** Opening Data provided block **

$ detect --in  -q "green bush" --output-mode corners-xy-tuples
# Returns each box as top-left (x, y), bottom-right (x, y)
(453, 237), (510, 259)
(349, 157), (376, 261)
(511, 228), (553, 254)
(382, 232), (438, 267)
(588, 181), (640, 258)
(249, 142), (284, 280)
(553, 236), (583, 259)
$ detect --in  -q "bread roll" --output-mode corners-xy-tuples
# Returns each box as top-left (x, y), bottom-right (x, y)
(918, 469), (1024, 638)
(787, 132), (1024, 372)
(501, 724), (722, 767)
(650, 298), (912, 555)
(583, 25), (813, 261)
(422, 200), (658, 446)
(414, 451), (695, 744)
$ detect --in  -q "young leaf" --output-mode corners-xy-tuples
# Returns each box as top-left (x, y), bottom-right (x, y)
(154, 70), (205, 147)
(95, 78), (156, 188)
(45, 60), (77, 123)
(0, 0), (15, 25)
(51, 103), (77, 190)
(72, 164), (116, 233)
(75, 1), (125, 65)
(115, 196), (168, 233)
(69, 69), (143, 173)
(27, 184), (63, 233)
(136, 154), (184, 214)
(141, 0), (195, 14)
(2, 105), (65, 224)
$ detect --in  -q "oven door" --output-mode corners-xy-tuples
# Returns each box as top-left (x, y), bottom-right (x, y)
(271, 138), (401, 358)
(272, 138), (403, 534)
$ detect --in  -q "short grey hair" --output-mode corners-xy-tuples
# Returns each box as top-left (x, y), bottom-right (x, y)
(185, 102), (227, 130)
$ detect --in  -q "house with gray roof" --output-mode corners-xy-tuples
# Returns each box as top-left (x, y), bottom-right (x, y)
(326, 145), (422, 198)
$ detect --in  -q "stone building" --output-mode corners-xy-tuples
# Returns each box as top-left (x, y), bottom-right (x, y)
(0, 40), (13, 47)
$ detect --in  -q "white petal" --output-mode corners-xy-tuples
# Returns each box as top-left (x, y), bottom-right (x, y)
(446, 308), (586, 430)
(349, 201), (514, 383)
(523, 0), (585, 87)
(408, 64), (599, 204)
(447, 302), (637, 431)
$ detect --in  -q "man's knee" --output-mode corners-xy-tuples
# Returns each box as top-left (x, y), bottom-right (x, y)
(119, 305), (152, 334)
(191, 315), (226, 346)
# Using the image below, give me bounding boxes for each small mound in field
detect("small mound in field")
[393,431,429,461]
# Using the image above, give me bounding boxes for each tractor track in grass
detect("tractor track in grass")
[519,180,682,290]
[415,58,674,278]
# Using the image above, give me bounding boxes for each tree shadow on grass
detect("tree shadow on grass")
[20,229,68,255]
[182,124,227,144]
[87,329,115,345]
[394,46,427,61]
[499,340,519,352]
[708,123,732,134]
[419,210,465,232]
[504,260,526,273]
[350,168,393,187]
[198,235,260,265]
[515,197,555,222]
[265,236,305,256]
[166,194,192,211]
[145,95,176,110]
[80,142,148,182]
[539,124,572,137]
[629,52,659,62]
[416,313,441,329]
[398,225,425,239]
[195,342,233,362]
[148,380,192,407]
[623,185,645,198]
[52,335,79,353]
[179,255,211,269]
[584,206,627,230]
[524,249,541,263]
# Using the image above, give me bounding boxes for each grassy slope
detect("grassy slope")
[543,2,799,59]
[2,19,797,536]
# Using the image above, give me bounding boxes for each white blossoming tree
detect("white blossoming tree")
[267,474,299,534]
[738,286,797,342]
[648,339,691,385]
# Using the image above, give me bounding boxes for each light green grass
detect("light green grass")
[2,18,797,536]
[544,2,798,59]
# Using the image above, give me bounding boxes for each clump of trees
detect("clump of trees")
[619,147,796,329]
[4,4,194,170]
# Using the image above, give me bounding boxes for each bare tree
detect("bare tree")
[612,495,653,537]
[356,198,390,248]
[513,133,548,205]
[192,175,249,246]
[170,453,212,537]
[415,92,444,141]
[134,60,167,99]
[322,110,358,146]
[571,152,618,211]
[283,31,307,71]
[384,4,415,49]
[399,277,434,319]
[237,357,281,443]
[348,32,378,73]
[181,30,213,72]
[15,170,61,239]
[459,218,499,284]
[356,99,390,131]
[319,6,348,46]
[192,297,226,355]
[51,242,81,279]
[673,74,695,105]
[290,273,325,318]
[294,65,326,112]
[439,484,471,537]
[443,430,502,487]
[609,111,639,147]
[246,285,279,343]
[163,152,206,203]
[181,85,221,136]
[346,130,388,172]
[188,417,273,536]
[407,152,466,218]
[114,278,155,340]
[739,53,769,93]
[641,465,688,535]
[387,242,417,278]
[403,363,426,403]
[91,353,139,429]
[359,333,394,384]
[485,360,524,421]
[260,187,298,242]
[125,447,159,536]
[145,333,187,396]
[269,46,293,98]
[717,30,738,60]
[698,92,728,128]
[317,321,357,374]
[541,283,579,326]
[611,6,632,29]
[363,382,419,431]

** Closing Data provided block **

## Your objective
An exact copy of every record is needed, so retype them all.

## Answer
$ detect --in  -q "green bush" --output-mode corners-xy-tuples
# Returns each box as top-left (x, y), bottom-right (x, y)
(453, 237), (510, 259)
(349, 157), (376, 261)
(511, 228), (553, 254)
(382, 232), (438, 267)
(588, 181), (640, 258)
(249, 142), (284, 280)
(553, 236), (583, 259)
$ detect --in  -q "bread roll" --output-mode corners-xy-tuples
# Returns each box as top-left (x, y), bottom-right (x, y)
(918, 469), (1024, 638)
(787, 132), (1024, 372)
(501, 724), (722, 767)
(650, 298), (912, 555)
(583, 25), (813, 261)
(422, 200), (658, 446)
(414, 451), (695, 744)
$ detect --in  -q "young leaf" --output-mode corners-xy-tuples
# Returns each box as top-left (x, y), bottom-right (x, y)
(154, 70), (205, 147)
(95, 78), (156, 188)
(45, 60), (77, 123)
(0, 0), (15, 25)
(51, 103), (77, 190)
(72, 164), (116, 233)
(75, 1), (125, 65)
(115, 196), (168, 233)
(69, 69), (143, 173)
(27, 184), (63, 233)
(136, 154), (184, 214)
(141, 0), (195, 14)
(2, 105), (65, 224)
$ detect --in  -q "oven door" --output-mode corners-xy-tuples
# Returns each box as top-left (x, y), bottom-right (x, y)
(271, 138), (401, 358)
(272, 138), (403, 534)
$ detect --in  -q "short grey hair" --output-mode corners-xy-tuples
# Returns each box as top-left (x, y), bottom-right (x, y)
(185, 102), (227, 130)
$ detect --in  -q "house with gray roof" --output-mode corners-xy-tuples
# Returns each box as top-left (x, y), bottom-right (x, y)
(326, 145), (422, 198)
$ detect --in  -q "stone building" --output-mode corners-xy-tuples
# Returns each box as top-left (x, y), bottom-right (x, y)
(0, 40), (13, 47)
$ detect --in  -q "white petal" --output-mode corners-xy-tuples
# Returns each box as top-left (x, y), bottom-right (x, y)
(446, 308), (586, 430)
(349, 201), (514, 383)
(523, 0), (585, 87)
(408, 64), (599, 204)
(447, 302), (637, 431)
$ detect --in  -q "man's knee" --output-mode corners-xy-tuples
# Returns each box as top-left (x, y), bottom-right (x, y)
(119, 305), (152, 334)
(191, 315), (226, 346)
# Using the image below, give me bounding boxes for each small mound in field
detect("small mound in field")
[393,431,429,461]
# Using the image above, give me bounding boxes for each tractor track in grass
detect("tractor track in grass")
[519,180,682,290]
[415,58,674,278]
# Using the image above, give me bounding boxes for each tree shadow on grass
detect("tree shadow on grass")
[20,229,68,255]
[182,124,227,144]
[87,329,115,345]
[394,46,427,61]
[499,340,519,352]
[708,123,732,134]
[419,210,465,232]
[504,260,526,273]
[350,168,393,187]
[198,235,260,265]
[515,197,555,222]
[265,236,305,256]
[166,194,192,211]
[145,95,176,110]
[80,142,148,182]
[539,124,572,137]
[629,52,659,62]
[416,313,441,329]
[398,225,425,239]
[195,342,233,362]
[148,380,192,407]
[623,185,645,198]
[52,335,79,353]
[179,255,211,269]
[584,206,627,230]
[524,249,541,263]
# Using the image above, give me bounding boxes for each grassy slope
detect("grassy slope")
[543,2,799,59]
[2,19,797,536]
# Using the image above, give me bounding boxes for each white blossoming tree
detect("white blossoming tree")
[267,474,299,534]
[738,286,797,342]
[648,339,691,385]
# Using the image above, give me bounding boxes for each light green grass
detect("light green grass")
[2,18,797,536]
[544,2,798,59]
# Using the image above, give me bounding boxes for each clump of trees
detect("clump of trees")
[619,147,796,329]
[4,4,194,170]
# Using the image above, give me bounding boxes for each bare tree
detect("bare tree")
[612,495,653,537]
[356,198,390,248]
[513,133,548,205]
[192,175,249,246]
[170,453,212,537]
[415,92,444,141]
[134,60,167,99]
[322,110,358,146]
[571,152,618,211]
[283,31,307,71]
[384,4,415,49]
[399,277,434,319]
[237,357,281,443]
[348,32,378,73]
[181,30,213,72]
[15,170,61,239]
[459,218,499,284]
[356,99,390,131]
[319,6,348,46]
[192,297,226,355]
[51,242,81,279]
[673,74,695,105]
[290,273,325,318]
[294,65,326,112]
[439,484,471,537]
[443,430,502,487]
[609,111,639,147]
[246,285,279,343]
[163,152,206,203]
[181,85,221,136]
[346,130,388,172]
[188,417,273,536]
[407,152,466,218]
[114,278,155,340]
[739,53,769,93]
[641,465,688,535]
[387,242,417,278]
[403,363,426,403]
[91,353,139,429]
[359,333,394,384]
[485,360,524,421]
[260,187,298,242]
[125,447,159,536]
[145,333,187,396]
[269,46,293,98]
[717,30,738,60]
[698,92,728,128]
[317,321,357,374]
[541,283,579,326]
[611,6,632,29]
[363,382,419,431]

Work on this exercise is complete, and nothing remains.